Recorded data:
<<<<
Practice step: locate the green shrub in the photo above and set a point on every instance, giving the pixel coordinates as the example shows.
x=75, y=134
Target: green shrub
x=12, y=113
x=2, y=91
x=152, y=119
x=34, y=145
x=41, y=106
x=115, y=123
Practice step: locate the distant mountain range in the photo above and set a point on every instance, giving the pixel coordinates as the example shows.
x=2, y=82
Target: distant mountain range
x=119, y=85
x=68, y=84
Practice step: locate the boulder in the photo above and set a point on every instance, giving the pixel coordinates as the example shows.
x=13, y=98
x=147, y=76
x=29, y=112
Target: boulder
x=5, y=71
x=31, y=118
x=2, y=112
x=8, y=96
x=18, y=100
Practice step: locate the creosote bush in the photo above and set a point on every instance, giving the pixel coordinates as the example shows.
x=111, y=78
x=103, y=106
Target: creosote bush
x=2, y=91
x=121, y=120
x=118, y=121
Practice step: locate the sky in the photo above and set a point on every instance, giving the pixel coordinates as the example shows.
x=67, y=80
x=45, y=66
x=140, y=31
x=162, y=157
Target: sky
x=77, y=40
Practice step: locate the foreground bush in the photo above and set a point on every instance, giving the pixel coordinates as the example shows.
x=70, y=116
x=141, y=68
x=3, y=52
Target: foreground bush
>>>>
--- Exercise description ---
Each record above should be restated word for word.

--- Exercise result ---
Practice step: locate the green shrub in the photo above and set a point on every instance, giving the pixel coordinates as the example shows.
x=75, y=134
Target: green shrub
x=12, y=113
x=2, y=91
x=152, y=119
x=34, y=145
x=41, y=106
x=115, y=123
Practice step: locate the distant mountain range in the photo above and set a point on every instance, giving the pixel coordinates as the example shows.
x=2, y=82
Target: distant mountain range
x=119, y=85
x=68, y=84
Practice step: locate the boulder in the photo above and set a point on every instance, giving the pixel coordinates as the example shows.
x=13, y=98
x=147, y=76
x=29, y=112
Target: boulder
x=5, y=71
x=31, y=118
x=2, y=112
x=8, y=96
x=18, y=100
Practice step: locate the creosote bush in the photo above and set a point on every instance, giving the pixel coordinates as the example shows.
x=111, y=78
x=103, y=106
Target: creosote bush
x=2, y=91
x=121, y=120
x=118, y=121
Practice step: locate the sky in the photo above and set a point on every instance, giving the pixel coordinates as the example shows.
x=67, y=80
x=45, y=66
x=140, y=31
x=162, y=157
Target: sky
x=77, y=40
Practice step: locate the foreground bush in the photo above and set a point on every instance, giving the pixel coordinates as the example shows.
x=70, y=116
x=141, y=68
x=3, y=52
Target: foreground bush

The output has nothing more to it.